* _What you need to do_
This exercise asks for an exact copy of every entry below, with pictures omitted.

* _Records for the task_
----
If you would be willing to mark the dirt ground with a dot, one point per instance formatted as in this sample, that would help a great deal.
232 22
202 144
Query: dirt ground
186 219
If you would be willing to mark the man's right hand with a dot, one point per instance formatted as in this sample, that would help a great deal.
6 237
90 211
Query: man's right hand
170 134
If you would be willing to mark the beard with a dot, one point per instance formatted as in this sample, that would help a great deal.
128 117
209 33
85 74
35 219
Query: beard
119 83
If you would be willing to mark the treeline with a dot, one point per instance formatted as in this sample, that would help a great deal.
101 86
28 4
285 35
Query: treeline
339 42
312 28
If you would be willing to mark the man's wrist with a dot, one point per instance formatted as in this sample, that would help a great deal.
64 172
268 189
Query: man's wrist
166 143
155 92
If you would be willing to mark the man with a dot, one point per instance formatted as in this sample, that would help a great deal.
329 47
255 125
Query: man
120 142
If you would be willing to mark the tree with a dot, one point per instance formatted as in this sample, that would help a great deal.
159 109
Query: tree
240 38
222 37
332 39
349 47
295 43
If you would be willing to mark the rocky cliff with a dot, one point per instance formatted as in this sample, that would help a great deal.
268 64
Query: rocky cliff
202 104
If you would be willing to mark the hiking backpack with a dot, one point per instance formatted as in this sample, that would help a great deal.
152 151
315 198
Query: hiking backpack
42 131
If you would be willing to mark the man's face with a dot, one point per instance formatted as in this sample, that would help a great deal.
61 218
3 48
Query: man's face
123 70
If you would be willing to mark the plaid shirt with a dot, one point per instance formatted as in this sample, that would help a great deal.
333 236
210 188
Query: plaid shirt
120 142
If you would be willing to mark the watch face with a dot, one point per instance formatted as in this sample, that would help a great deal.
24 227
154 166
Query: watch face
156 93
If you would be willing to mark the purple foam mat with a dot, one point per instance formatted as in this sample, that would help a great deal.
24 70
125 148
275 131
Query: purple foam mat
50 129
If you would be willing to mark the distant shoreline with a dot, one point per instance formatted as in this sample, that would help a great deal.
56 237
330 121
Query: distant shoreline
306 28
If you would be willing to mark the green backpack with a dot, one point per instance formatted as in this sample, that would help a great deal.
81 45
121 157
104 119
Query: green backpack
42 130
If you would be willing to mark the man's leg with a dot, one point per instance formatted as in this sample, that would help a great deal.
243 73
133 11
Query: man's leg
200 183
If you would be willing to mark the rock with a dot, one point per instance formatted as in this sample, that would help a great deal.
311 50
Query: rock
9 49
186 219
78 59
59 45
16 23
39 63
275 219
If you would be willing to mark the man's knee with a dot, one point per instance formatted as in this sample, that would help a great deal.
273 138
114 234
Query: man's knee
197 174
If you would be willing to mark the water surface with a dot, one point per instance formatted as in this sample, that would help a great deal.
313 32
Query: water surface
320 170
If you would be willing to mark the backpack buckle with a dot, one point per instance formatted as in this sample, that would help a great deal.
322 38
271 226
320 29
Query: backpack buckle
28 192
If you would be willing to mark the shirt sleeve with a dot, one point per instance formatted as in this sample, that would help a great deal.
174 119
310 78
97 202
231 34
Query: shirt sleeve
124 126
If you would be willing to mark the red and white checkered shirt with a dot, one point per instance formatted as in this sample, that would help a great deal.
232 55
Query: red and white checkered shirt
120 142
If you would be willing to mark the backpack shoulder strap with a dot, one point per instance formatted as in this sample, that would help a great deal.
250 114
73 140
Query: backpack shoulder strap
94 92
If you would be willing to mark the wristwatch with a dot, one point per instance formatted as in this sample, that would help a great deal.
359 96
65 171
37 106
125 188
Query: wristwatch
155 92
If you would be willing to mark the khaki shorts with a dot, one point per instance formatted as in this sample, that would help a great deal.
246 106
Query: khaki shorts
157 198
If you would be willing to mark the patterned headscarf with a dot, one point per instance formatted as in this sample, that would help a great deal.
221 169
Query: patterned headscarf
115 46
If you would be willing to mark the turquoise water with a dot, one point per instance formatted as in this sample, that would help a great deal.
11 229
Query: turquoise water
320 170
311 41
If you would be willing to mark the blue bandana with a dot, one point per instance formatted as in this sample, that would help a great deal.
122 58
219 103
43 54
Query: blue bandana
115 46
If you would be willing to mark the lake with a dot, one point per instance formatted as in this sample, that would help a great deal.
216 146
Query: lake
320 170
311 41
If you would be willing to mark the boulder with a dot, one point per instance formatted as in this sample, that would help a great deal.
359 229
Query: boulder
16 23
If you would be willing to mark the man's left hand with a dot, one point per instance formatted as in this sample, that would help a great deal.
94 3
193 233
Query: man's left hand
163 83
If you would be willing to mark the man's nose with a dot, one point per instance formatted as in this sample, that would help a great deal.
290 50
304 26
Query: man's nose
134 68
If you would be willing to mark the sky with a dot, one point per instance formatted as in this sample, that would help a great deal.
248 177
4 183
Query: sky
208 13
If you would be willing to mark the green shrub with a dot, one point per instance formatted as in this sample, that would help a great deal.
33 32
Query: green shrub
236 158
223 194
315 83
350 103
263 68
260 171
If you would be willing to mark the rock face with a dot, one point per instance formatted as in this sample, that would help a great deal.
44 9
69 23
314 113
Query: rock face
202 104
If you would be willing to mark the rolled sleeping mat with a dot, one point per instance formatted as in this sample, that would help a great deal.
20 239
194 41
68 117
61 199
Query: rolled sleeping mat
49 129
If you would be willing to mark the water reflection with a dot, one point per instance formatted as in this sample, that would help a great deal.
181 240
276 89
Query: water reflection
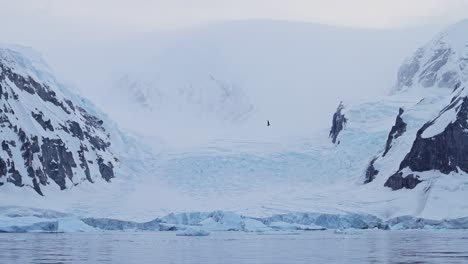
----
* _Reply_
If you would be willing to mark the dirt ground with a dot, one point per instance formatted as in this sample, that would help a great deal.
232 22
202 144
Query: dirt ground
186 219
If you would be willing to mark the man's right hand with a dot, one point per instance formatted as in this sample, that would help a great deal.
6 237
90 211
Query: man's right hand
170 134
If you would be willing to mark the beard with a dot, one point per instance formatted as in this sample, that would help a great deal.
128 117
209 33
85 74
35 219
Query: beard
119 83
If you would be willing to mark the treeline with a dot, one point per instance formatted as in this sample, that would help a great deal.
101 86
28 4
285 35
Query: treeline
339 42
312 28
If you would be willing to mark the man's wrist with a dot, one point per instance formatted as in this sample, that would help a great deal.
64 172
268 189
Query: man's wrist
166 143
155 92
If you would be willing to mark the man with a dot, one point per instance formatted as in this sample, that would help a great deal.
329 47
255 125
Query: man
120 142
If you would be willing to mark the tree with a dot, one point per instance formatted as in this sample, that would help a great deal.
159 109
Query: tree
240 38
222 37
332 39
349 47
295 43
If you would be willing to mark the rocky cliff with a dot, one point per instance formatted as in this sample, that would help a great deal.
268 64
Query: rocky cliff
202 104
If you would be willing to mark the hiking backpack with a dot, one point per instance formatted as in this sample, that would help a great deal.
152 151
315 198
Query: hiking backpack
42 131
If you would be willing to mark the man's face with a dot, one point per instance formatted as in this sample, that would help a great deal.
61 218
3 48
Query: man's face
123 70
If you would be willing to mark the plaid shirt with a dot, one point per instance formatted as in this sample, that would help a great deal.
333 236
210 188
Query: plaid shirt
120 142
If you would be willing to mark the watch face with a dot, one point per instance formatted as in this sample, that would help a great deal.
24 227
154 166
Query: watch face
156 93
If you would be willing to mark the purple foam mat with a dot, one point per instance formatted as in this sample, that would help a great deal.
24 70
125 148
275 131
Query: purple foam mat
50 129
If you would be willing to mark the distant shoreline with a dot, one point per instance formatted as in this sample, that would help a great deal.
56 237
330 121
Query: distant shoreline
306 28
If you would be willing to mark the green backpack with a dot, one point per instance formatted as in this sample, that would help a great deal.
81 45
121 157
104 119
Query: green backpack
42 130
If you would be willing to mark the man's leg with a dot, one point per instance formatted as in this sample, that would help a great deal.
243 73
133 11
Query: man's leg
200 183
If you would be willing to mark the rock with a dot, one point per instance formatted as in this sample, that would help a great deal.
311 50
Query: rock
9 49
186 219
78 59
59 45
16 23
39 63
275 219
If you would be willing to mark the man's knee with a dot, one point per instance formatted as in this sample, that would help a great deal.
273 138
114 234
Query: man's knee
197 174
If you would be willing to mark the water surface with a dot, one point per instance formatted as in this sample, that would help a great deal.
313 32
Query: water surface
320 170
If you would be willing to mark the backpack buckle with a dot, one point per instance formatted as in this sample, that would help a great deal.
322 38
271 226
320 29
Query: backpack buckle
28 192
If you would be willing to mark the shirt sleeve with a dot, one point per instance formatted as in this sample, that would help a great deal.
174 119
310 78
97 202
231 34
Query: shirt sleeve
124 126
If you would be willing to mark the red and white checkered shirt with a dot, one point per instance formatted as in this sample, that would help a great deal.
232 55
Query: red and white checkered shirt
120 142
If you would be willing to mark the backpack shoulder strap with a dot, one point per instance formatted as in this sample, that would help a great deal.
250 114
73 140
Query: backpack shoulder strap
94 92
If you would be willing to mark the wristwatch with a dot, one point per instance formatted as in this sample, that would help a great deal.
359 96
65 171
37 106
125 188
Query: wristwatch
155 92
If you would be willing to mark the khaki shorts with a dot, one point per instance formatted as in this sample, that would help a great deal.
246 106
Query: khaki shorts
157 198
If you would be willing to mark the patterned headscarf with a dot, one point per instance formatted as in this sample, that would help a great deal.
221 169
Query: patterned headscarf
115 46
If you would be willing to mark the turquoise water with a dot, one point per instance formatted as in this sample, that would help a great deal.
11 229
Query: turquoise water
320 170
311 41
If you would be willing to mark the blue bandana with a dot, one point per instance formatted as in this sample, that would help a great deal.
122 58
219 103
43 54
Query: blue bandana
115 46
If you would be willing to mark the lake with a dot, one point per instance formatted as in this sample, that would help a great deal.
216 146
Query: lake
320 170
311 41
If you would be willing to mark the boulder with a dot, one point per instance formatted as in this sample, that would help a great deal.
359 229
Query: boulder
16 23
If you would be willing to mark the man's left hand with a dot, one point per instance formatted as in this sample, that would help a great deal.
94 3
193 233
Query: man's left hand
163 83
If you would be willing to mark the man's nose with a dot, one point per instance formatted as in this sample, that would help a great deal.
290 50
304 26
Query: man's nose
134 68
If you would be willing to mark the sky with a dot, one point per instance formatted as in this sample, that would help a great deal.
248 177
4 183
Query: sky
208 13
If you would be willing to mark the green shrub with a dot, one point per instance formatted as in this sample, that would help a great deal.
33 32
Query: green shrub
236 158
223 194
315 83
350 103
263 68
260 171
If you would be willing to mark the rock face with a dot, one point per instance formatted as in this sample, that would help a great deal.
44 9
69 23
314 113
Query: rock face
202 104
If you would be willing to mark the rolled sleeping mat with a dot, one point per instance formatted as in this sample, that would help a great deal.
20 239
194 41
68 117
61 199
Query: rolled sleeping mat
49 129
If you would be willing to mark the water reflection with a dot, one point per instance formatted as in this sample, that would help a great deal.
181 240
276 89
Query: water reflection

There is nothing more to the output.